## What is required
Copy every record below, exactly as written.
* Start *
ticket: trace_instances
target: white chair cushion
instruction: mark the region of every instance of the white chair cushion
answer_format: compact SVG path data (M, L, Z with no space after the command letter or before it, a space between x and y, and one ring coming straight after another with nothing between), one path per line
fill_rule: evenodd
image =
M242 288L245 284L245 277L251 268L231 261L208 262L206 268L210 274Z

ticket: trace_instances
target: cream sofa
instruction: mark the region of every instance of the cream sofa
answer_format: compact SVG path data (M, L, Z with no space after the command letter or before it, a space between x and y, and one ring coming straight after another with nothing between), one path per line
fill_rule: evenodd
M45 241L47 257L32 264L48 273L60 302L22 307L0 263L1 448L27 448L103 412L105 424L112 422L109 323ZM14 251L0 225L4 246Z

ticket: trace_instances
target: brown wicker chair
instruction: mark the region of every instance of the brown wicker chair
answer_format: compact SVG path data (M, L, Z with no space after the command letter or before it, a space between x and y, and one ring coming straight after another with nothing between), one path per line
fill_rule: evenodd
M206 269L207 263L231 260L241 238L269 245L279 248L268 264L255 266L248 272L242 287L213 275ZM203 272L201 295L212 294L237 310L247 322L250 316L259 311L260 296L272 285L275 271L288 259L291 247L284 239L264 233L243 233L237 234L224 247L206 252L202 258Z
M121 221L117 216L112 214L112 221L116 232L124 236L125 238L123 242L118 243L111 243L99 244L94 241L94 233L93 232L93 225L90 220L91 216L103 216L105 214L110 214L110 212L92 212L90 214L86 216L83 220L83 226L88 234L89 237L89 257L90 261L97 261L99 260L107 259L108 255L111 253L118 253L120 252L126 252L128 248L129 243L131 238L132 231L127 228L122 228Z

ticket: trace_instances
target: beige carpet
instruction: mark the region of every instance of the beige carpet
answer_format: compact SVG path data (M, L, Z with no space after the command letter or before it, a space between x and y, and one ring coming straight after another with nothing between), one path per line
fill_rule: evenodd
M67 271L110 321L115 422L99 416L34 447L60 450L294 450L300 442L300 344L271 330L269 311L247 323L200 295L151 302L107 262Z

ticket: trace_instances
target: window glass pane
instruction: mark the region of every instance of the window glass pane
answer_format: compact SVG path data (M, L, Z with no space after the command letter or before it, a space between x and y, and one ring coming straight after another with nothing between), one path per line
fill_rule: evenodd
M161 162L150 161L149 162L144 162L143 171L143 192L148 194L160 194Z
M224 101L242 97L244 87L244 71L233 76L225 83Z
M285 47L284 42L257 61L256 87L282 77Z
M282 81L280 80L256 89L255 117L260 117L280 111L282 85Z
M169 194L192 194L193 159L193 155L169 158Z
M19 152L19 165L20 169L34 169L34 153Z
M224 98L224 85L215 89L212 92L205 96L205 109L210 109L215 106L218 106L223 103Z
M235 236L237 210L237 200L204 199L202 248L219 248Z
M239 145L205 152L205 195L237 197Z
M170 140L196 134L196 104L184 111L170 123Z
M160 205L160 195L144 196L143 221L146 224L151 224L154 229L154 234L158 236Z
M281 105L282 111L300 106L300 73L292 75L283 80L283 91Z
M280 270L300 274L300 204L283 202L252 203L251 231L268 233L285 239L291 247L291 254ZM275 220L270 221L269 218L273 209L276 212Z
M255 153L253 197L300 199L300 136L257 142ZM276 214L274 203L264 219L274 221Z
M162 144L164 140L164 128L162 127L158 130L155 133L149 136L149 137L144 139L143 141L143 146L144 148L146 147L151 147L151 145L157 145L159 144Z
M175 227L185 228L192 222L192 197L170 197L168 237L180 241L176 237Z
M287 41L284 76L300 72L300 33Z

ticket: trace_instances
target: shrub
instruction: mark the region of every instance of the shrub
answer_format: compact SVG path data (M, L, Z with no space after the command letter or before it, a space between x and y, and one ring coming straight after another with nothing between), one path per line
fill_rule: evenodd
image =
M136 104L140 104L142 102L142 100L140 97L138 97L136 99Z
* End *
## Solution
ticket: trace_instances
target: white chair cushion
instruction: mark the region of every instance of the white chair cushion
answer_format: compact SVG path data (M, L, Z with no space after the command letter or before it, a space between x and y, and one ring coming straight after another with nothing between), one path per line
fill_rule: evenodd
image =
M242 288L245 284L245 277L251 268L231 261L208 262L206 268L210 274Z

ticket: trace_instances
target: cream sofa
instruction: mark the region of every instance of the cream sofa
answer_format: compact SVG path data (M, L, Z with no space after the command letter or before it, a space between x and y, and one ring coming straight after another with nothing between), one path per line
fill_rule: evenodd
M45 241L47 257L32 264L48 273L60 302L22 307L0 263L1 448L27 448L103 412L105 424L112 422L109 323ZM14 251L0 225L4 246Z

ticket: trace_instances
target: brown wicker chair
instruction: mark the region of every instance of the brown wicker chair
answer_format: compact SVG path data (M, L, Z with no space after the command letter or before it, a space between x and y, and one ring coming straight after another with nothing between), one path per line
fill_rule: evenodd
M206 269L207 263L231 260L241 238L269 245L279 248L268 264L255 266L248 272L242 287L213 275ZM203 272L201 295L212 294L237 310L247 322L250 316L259 311L260 296L272 285L275 271L288 259L291 247L284 239L264 233L243 233L237 234L224 247L206 252L202 258Z
M121 221L117 216L112 214L112 221L116 232L124 236L125 238L123 242L118 243L111 243L99 244L94 241L94 233L93 232L93 225L90 220L91 216L103 216L105 214L110 214L110 212L92 212L90 214L86 216L83 220L83 226L88 234L89 237L89 257L90 261L97 261L99 260L107 259L108 255L111 253L118 253L120 252L126 252L128 248L129 243L131 238L132 231L127 228L122 228Z

ticket: trace_instances
target: beige carpet
instruction: mark the region of every instance of the beige carpet
answer_format: compact SVG path data (M, L, Z with no space after the command letter or before it, a space between x and y, and one ring coming straight after another with nothing between), one path per line
fill_rule: evenodd
M67 271L110 321L115 422L99 416L34 447L60 450L294 450L300 442L300 344L271 330L269 311L247 323L200 295L151 302L107 262Z

ticket: trace_instances
target: window glass pane
instruction: mark the region of every instance of the window glass pane
answer_format: compact SVG path data (M, L, Z with no space after the command letter or before it, a space between x and y, and one ring coming straight after another with nothing between), one path per line
fill_rule: evenodd
M161 162L150 161L149 162L144 162L143 171L143 192L148 194L160 194Z
M224 101L242 97L244 87L244 71L233 76L225 83Z
M285 47L284 42L257 61L256 87L282 77Z
M282 81L280 80L256 89L255 117L260 117L280 111L282 85Z
M169 194L192 194L193 159L193 155L169 158Z
M19 152L19 165L20 169L34 169L34 153Z
M224 98L224 85L215 89L212 92L205 96L205 109L210 109L215 106L218 106L223 103Z
M235 236L237 210L237 200L204 199L202 248L219 248Z
M239 145L205 152L205 195L237 197Z
M170 140L196 134L196 104L184 111L170 123Z
M160 205L160 195L144 196L143 221L146 224L151 224L154 229L154 234L158 236Z
M281 105L282 111L300 106L300 73L292 75L283 80L283 91Z
M280 270L300 274L300 204L283 202L252 203L251 231L268 233L285 239L291 247L291 254ZM275 220L270 221L269 218L273 209L276 212Z
M255 153L253 197L300 199L300 136L257 142ZM276 214L274 203L264 219L274 221Z
M162 144L164 140L164 128L162 127L158 130L155 133L149 136L149 137L144 139L143 141L143 146L144 148L146 147L151 147L151 145L157 145L159 144Z
M175 227L185 228L192 222L192 197L170 197L168 237L180 241L176 237Z
M287 41L284 76L300 72L300 33Z

ticket: trace_instances
target: shrub
instruction: mark the region of every instance of the shrub
answer_format: compact SVG path data (M, L, Z with no space after the command letter or before it, a space between x and y, and one ring coming straight after another with nothing between), one path per line
fill_rule: evenodd
image =
M136 104L140 104L142 102L142 100L140 97L138 97L136 99Z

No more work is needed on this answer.